Excerpted text
By Catholic Online (NEWS CONSORTIUM)
May 31st, 2013
Catholic Online (www.catholic.org)

Eurozone unemployment has reached 12.2 percent and in some places almost a third to two-thirds of all youth are unemployed creating concerns that an entire generation will be lost.  France is now witnessing its highest unemployment in history as businesses deal with sharp tax increases.

LOS ANGELES, CA (Catholic Online) - New statistics released from Europe show that unemployment is the highest it's ever been in the Eurozone since 1995. It is also in its longest recession since its creation in 1999.

Southern Europe, including Greece, Italy, Spain, and France are experiencing severe unemployment. France has the second largest economy in Europe, so its financial woes do much to depress the Eurozone.

About forty percent of French youth are jobless.

Even the greatest financial optimists have given up home for a strong recovery. Any recovery in Europe will be both slow and weak.

This has Eurozone officials casting about for options that go beyond interest rate cuts and printing currency.

The heart of the problem are over-generous pension and welfare programs, which the governments cannot afford to sustain. Despite the ongoing recession, these popular programs remain in place, sustaining millions, but at costs the Eurozone cannot afford.

Economists are warning that the Eurozone will need to consider labor and welfare reforms to save their economies. Without such reforms, the system will collapse entirely.

Unfortunately, even under the best-case scenario, where labor unions and the government can agree on aggressive cuts to welfare programs, the benefits will still take time, even years to be fully realized. Still, any move in the right direction could bolster confidence and inspire investments to return to Europe.

Without those reforms, investors and banks are shy about doing business in Europe and many have pulled away, seeking to invest in stronger economies such as the U.S. and China.

As investors pull away from Europe, consumer spending is also down in several countries. In France, consumer spending power declined by 0.2 percent, the first such contraction since 1984.

However, with no work to generate income, and no demand to create jobs, the nations of Europe appear to be entering a financial death-spiral that could ultimately destroy the Eurozone.

Information supplied
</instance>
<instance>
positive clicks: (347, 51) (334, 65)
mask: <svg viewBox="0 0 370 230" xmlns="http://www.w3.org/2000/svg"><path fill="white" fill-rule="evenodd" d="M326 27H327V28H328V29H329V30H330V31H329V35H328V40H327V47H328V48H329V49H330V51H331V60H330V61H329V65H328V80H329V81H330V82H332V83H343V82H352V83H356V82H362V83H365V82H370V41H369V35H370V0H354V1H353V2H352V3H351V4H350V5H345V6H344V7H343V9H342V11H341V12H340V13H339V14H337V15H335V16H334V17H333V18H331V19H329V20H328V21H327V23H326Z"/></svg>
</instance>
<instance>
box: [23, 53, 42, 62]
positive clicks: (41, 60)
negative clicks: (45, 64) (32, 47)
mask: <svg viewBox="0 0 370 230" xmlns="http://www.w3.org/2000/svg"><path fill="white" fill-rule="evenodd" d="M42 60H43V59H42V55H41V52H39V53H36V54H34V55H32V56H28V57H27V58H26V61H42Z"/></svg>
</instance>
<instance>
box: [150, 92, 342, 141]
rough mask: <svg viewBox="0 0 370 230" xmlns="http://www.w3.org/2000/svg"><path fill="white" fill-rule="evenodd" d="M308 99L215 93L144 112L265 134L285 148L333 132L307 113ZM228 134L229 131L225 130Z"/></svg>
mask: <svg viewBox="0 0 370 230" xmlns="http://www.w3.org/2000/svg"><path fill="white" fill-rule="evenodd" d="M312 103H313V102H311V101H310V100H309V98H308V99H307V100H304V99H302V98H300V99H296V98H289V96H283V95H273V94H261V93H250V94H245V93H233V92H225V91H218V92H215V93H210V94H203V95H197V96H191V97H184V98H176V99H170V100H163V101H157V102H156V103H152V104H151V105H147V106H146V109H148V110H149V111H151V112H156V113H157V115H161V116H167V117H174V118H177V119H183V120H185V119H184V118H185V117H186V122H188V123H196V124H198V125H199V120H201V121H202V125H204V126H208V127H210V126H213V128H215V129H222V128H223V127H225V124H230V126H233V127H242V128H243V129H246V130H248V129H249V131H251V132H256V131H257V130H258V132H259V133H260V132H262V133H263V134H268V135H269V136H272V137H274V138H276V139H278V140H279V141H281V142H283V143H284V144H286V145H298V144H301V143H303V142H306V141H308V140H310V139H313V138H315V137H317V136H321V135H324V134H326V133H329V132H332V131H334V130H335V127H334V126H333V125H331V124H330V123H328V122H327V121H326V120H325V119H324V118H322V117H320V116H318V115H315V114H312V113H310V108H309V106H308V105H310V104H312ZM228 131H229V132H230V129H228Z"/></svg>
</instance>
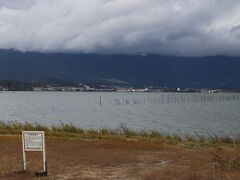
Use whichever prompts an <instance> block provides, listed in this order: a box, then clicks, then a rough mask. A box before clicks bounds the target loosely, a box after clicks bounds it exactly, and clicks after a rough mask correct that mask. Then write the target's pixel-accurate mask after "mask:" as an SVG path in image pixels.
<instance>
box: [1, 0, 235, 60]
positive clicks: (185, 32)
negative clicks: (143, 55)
mask: <svg viewBox="0 0 240 180" xmlns="http://www.w3.org/2000/svg"><path fill="white" fill-rule="evenodd" d="M239 27H240V2H239V0H227V1H226V0H11V1H10V0H0V48H1V49H10V48H11V49H16V50H20V51H42V52H46V51H47V52H55V51H74V52H86V53H158V54H164V55H179V56H205V55H231V56H239V55H240V28H239Z"/></svg>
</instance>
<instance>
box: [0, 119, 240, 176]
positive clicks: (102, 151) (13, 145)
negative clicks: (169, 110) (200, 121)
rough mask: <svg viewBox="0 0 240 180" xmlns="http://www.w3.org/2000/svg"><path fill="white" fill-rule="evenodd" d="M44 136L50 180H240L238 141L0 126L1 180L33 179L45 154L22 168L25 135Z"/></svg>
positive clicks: (124, 133)
mask: <svg viewBox="0 0 240 180" xmlns="http://www.w3.org/2000/svg"><path fill="white" fill-rule="evenodd" d="M23 130H34V131H35V130H43V131H45V133H46V137H47V139H46V143H47V156H48V165H49V176H48V177H46V179H106V178H108V179H129V178H131V179H159V177H161V179H170V180H171V179H192V180H194V179H219V180H220V179H239V177H240V140H239V139H238V138H235V139H232V138H229V137H216V136H214V137H202V136H186V137H182V136H178V135H173V134H172V135H170V134H165V133H161V132H158V131H144V130H142V131H134V130H131V129H128V128H126V127H121V128H119V129H108V128H102V129H99V130H95V129H83V128H80V127H76V126H74V125H72V124H63V123H62V124H60V125H57V126H43V125H40V124H37V123H28V122H25V123H19V122H0V134H1V135H0V146H1V149H0V155H1V156H0V161H1V163H0V179H16V178H17V179H34V178H35V177H34V172H35V171H36V170H39V169H41V163H40V162H41V153H40V154H36V153H29V155H28V157H29V158H28V164H29V169H28V171H27V172H26V173H19V171H20V170H21V165H22V153H21V152H22V149H21V132H22V131H23Z"/></svg>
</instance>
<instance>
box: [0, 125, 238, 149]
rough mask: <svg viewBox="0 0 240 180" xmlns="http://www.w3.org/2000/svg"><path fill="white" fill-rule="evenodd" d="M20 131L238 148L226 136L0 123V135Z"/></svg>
mask: <svg viewBox="0 0 240 180" xmlns="http://www.w3.org/2000/svg"><path fill="white" fill-rule="evenodd" d="M22 131H45V134H46V136H47V137H62V138H75V139H93V140H101V139H103V140H124V139H134V140H135V141H143V142H148V141H151V142H156V143H160V144H175V145H177V144H192V145H193V146H217V145H240V138H237V137H236V138H231V137H228V136H223V137H220V136H194V135H185V136H181V135H178V134H170V133H164V132H160V131H156V130H139V131H137V130H132V129H129V128H127V127H124V126H122V127H120V128H118V129H110V128H101V129H93V128H90V129H84V128H81V127H78V126H75V125H73V124H64V123H61V124H59V125H52V126H45V125H41V124H38V123H29V122H24V123H20V122H17V121H11V122H2V121H0V135H21V133H22Z"/></svg>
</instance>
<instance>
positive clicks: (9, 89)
mask: <svg viewBox="0 0 240 180" xmlns="http://www.w3.org/2000/svg"><path fill="white" fill-rule="evenodd" d="M0 91H1V92H3V91H59V92H60V91H62V92H206V93H217V92H240V89H210V88H198V89H197V88H181V87H176V88H172V87H171V88H169V87H131V86H119V85H99V84H97V85H96V84H91V85H88V84H82V83H66V82H64V83H62V82H61V83H49V82H19V81H9V80H7V81H6V80H5V81H0Z"/></svg>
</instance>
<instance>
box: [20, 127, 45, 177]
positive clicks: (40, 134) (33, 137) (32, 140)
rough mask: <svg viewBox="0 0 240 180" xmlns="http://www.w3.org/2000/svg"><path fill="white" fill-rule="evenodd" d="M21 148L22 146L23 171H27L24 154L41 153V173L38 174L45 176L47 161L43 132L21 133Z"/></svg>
mask: <svg viewBox="0 0 240 180" xmlns="http://www.w3.org/2000/svg"><path fill="white" fill-rule="evenodd" d="M22 146H23V171H26V170H27V160H26V152H27V151H35V152H36V151H39V152H42V153H43V172H42V173H38V174H45V175H47V159H46V149H45V134H44V131H23V132H22ZM36 174H37V173H36Z"/></svg>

Task list
A: Copy the passage from the Eurozone unemployment article word for word. Begin at the words "As investors pull" and stop after "contraction since 1984.".
B: Name every country that the Eurozone unemployment article mentions.

Responses in order
A:
As investors pull away from Europe, consumer spending is also down in several countries. In France, consumer spending power declined by 0.2 percent, the first such contraction since 1984.

B: Greece, Italy, Spain, France, the U.S., China